Some records
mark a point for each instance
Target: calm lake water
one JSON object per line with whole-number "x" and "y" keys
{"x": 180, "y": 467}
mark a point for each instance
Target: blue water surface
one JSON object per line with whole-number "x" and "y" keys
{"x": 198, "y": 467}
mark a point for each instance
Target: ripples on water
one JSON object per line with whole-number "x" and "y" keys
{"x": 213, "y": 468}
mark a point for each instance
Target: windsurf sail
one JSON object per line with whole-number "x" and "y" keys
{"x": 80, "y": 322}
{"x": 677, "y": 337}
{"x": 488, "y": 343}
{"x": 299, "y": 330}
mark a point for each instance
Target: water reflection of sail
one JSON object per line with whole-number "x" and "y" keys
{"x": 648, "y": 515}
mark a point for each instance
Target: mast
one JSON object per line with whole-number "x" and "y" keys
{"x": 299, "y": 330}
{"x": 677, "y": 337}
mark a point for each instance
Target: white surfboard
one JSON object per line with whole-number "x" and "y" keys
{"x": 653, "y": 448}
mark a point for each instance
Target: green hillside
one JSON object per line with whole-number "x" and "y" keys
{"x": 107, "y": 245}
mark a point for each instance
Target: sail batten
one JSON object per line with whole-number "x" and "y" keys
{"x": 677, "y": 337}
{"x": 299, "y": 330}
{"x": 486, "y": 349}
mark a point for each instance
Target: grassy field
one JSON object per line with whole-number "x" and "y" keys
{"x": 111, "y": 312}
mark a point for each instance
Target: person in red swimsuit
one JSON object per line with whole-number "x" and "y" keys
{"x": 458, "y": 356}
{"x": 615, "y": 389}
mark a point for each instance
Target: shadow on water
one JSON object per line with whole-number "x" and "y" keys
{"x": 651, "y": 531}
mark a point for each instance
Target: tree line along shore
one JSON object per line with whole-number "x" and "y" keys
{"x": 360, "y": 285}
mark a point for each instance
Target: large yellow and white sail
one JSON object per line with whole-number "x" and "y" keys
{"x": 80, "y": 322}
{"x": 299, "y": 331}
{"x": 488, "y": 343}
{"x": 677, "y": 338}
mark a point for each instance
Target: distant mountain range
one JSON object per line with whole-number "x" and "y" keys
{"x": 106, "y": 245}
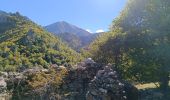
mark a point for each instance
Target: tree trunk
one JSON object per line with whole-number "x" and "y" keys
{"x": 164, "y": 82}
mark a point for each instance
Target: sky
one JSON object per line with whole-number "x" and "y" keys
{"x": 91, "y": 15}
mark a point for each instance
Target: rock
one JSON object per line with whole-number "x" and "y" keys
{"x": 107, "y": 86}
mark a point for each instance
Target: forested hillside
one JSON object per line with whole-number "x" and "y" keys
{"x": 24, "y": 44}
{"x": 138, "y": 43}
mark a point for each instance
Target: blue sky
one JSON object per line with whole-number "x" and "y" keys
{"x": 92, "y": 15}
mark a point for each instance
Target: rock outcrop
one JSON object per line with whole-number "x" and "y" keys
{"x": 91, "y": 81}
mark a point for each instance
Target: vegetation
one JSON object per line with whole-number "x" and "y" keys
{"x": 138, "y": 42}
{"x": 24, "y": 44}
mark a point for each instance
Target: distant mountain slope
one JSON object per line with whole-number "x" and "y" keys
{"x": 25, "y": 44}
{"x": 75, "y": 37}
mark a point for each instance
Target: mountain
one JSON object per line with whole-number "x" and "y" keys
{"x": 25, "y": 44}
{"x": 75, "y": 37}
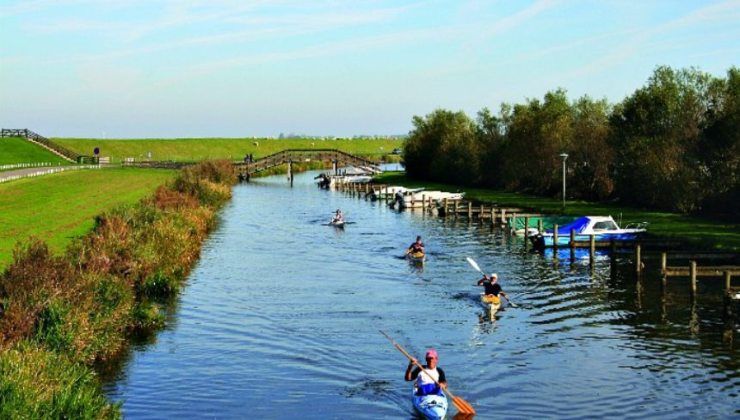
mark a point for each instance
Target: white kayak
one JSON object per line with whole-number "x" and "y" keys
{"x": 432, "y": 407}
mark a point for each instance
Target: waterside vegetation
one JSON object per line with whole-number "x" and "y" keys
{"x": 60, "y": 313}
{"x": 673, "y": 145}
{"x": 63, "y": 206}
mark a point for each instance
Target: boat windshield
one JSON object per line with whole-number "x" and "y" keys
{"x": 605, "y": 225}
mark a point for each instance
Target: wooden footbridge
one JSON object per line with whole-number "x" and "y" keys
{"x": 290, "y": 156}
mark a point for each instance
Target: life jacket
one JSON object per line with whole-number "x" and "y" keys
{"x": 424, "y": 383}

:: YOUR GOAL ::
Return every line of the data above that contains the word "distant".

:: EXPECTED OUTPUT ::
Target: distant mountain range
Target: distant mountain slope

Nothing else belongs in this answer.